= Excerpted text =
☆ ☆ ☆
1. This site uses cookies. By continuing to use this site, you are agreeing to our use of cookies. Learn More.

So I Came Home With Eyeliner on...

Discussion in 'Family, Friends, and Relationships' started by Rakkaus, Apr 10, 2013.

  1. Rakkaus

    Rakkaus Guest

    Joined:
    Aug 16, 2012
    Messages:
    878
    Likes Received:
    1
    Location:
    New York
    Um, so I saw this cute nice (but a little crazy) guy today and went to his house, I won't be able to see him again (but that's another story I might have to cry about later), but he's done drag before so we had some fun putting make-up, eyeshadow, eyeliner, lipstick, and wigs on...we had a lot of fun dressing up and complimenting each other on what beautiful women we were lol. I have very few activities in my life that get me out of my seemingly permanent depression, but I actually was having a good time, I felt like I was actually being comfortable with being a proud gay boy for once instead of a messed-up closet case; it was sunny out, I thought it would be a nice day for once.

    Now I got home, my parents were home, I had used makeup remover and washed my face and got most of the stuff off, but just a little eyeliner was left that wouldn't come off.
☆ ☆ ☆
Excerpts from a pointing dataset:
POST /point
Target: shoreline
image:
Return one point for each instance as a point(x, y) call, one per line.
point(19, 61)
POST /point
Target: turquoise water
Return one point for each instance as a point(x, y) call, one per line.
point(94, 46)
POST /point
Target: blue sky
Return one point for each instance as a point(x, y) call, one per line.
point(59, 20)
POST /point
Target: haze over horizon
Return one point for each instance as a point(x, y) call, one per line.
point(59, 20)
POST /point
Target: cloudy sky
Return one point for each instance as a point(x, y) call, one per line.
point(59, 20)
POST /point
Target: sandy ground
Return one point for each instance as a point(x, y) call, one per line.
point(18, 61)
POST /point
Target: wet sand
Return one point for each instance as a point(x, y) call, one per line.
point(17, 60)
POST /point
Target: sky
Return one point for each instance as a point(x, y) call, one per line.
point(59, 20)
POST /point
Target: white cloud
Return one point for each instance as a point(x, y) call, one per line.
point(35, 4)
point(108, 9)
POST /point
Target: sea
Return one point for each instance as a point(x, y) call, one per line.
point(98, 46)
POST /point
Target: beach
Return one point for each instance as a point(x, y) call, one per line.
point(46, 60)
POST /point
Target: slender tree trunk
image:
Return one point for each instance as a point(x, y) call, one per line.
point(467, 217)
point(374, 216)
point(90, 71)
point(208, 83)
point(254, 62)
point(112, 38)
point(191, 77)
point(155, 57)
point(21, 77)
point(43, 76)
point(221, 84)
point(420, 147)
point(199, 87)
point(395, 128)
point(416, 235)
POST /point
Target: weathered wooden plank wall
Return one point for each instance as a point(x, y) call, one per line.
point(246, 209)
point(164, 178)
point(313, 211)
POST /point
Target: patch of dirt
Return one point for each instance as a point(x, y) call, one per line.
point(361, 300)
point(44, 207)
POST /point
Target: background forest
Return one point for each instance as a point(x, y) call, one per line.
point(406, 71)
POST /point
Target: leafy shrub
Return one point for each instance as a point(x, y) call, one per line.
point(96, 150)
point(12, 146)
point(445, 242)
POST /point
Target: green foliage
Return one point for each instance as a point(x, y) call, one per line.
☆ ☆ ☆
In the forum post, what remained on the writer's face after using makeup remover and washing? These items were drawn from a separate source unrelated to the forum post.

A little eyeliner that would not come off.